- _Assignment_
All entries must be given again in full, exactly as they were supplied.

Dataset excerpts
---------------
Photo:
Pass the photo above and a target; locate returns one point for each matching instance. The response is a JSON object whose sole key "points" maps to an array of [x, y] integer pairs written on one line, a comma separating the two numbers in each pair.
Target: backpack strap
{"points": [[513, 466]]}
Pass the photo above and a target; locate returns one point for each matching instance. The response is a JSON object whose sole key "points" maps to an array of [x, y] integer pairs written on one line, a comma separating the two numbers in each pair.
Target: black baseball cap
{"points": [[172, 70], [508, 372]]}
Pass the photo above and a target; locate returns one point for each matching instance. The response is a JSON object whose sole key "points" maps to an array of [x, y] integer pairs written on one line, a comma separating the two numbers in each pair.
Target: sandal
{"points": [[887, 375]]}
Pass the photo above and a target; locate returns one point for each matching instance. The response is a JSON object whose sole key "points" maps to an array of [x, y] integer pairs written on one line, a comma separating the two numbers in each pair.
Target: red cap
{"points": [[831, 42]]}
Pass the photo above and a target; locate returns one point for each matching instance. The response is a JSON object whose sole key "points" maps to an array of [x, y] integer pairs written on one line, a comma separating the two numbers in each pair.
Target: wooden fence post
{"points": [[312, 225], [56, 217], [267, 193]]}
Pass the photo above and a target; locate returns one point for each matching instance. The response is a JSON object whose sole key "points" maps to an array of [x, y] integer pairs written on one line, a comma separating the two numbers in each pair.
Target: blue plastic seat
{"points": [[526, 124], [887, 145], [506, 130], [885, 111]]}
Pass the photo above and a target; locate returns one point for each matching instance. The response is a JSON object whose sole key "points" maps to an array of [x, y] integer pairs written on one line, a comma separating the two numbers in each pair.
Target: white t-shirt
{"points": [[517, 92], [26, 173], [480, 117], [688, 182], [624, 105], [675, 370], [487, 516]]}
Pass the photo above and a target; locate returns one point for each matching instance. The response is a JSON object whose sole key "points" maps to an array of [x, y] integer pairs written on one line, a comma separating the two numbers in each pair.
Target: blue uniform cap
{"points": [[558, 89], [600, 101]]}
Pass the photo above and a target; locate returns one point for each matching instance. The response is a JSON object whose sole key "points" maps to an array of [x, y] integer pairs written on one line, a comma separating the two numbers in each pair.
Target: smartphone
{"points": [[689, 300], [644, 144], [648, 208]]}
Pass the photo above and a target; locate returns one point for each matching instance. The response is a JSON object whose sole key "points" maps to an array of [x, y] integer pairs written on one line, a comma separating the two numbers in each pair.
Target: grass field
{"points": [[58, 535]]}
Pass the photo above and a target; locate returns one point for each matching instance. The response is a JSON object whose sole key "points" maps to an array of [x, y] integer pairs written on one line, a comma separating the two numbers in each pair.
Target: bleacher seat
---------------
- _Exercise solution_
Photo:
Pass the photo above and a target; locate returns one point for each matching instance. The response is a JSON object whose sole key "points" maps to an array of [x, y] integer pairs written on one line, a comma separating the two numbers in each pair.
Target: backpack strap
{"points": [[513, 466]]}
Pass the photo above and a target; locate returns one point for each matching instance. The response is a JSON object whose sole key "points" maps to an array of [x, y] integer pairs written on one line, a comma separating the two numbers in each pair.
Target: black baseball cap
{"points": [[172, 70], [508, 372]]}
Pass the photo above and a target; locate returns one point for each matching instance. The response is a JSON object whose sole key "points" maps to an array of [x, y] integer pairs written on one line, a comma separating the two numbers in each pair.
Target: sandal
{"points": [[887, 375]]}
Pass the photo above and a target; locate returns one point for each matching instance. The response is a JSON object whose sole key "points" maps to an array of [x, y] integer pairs written on one line, a comma separating the two numbers in each pair.
Target: red cap
{"points": [[831, 42]]}
Pass the photo above and a target; locate returns one point for each matching instance. The response is a JSON object whose sole key "points" maps to an array of [x, y] integer pairs written on one line, a comma separating the two numbers in each pair.
Target: wooden fence post
{"points": [[312, 225], [56, 217], [267, 193]]}
Pass the photo above and a target; locate returns one point for each matching instance. The response is a JSON object whose sole key "points" maps to an array of [x, y] integer pairs written on one line, a comma separating the two numbers in each pair.
Target: blue plastic seat
{"points": [[526, 124], [887, 145], [506, 130], [885, 111]]}
Pass the photo above and a target; locate returns one point for each matching instance. The response is a JSON object whose sole key "points" maps to an array of [x, y] integer pairs written on one line, a comma separating the two numbers in each pair.
Target: white t-shirt
{"points": [[517, 92], [26, 173], [480, 117], [688, 182], [624, 105], [675, 370], [487, 516]]}
Pass the photo above and a target; locate returns one point for each matching instance. The response is a JSON object whose sole key "points" maps to an array of [x, y] integer pairs written on one line, a comma separating the two numbers in each pair.
Target: blue uniform cap
{"points": [[558, 89], [600, 101]]}
Pass the photo above and a target; locate returns one point for each matching instance. The response is a JSON object whose sole key "points" maps to an array of [x, y] integer pairs written on one line, a comma separating the two numbers in each pair.
Target: smartphone
{"points": [[689, 300], [644, 144], [648, 208]]}
Pass the photo above and a target; locate returns one point for each matching instance. The response is a JSON object whose sole key "points" maps to an array of [x, y] integer pairs written on one line, a comma separating the two numbers in each pair.
Target: grass field
{"points": [[58, 535]]}
Pass the photo above and a target; locate returns one point for each matching instance. The response is a JSON object whose sole key "points" maps to an array of [x, y] integer pairs written on one line, a comma separating the two numbers in each pair.
Target: bleacher seat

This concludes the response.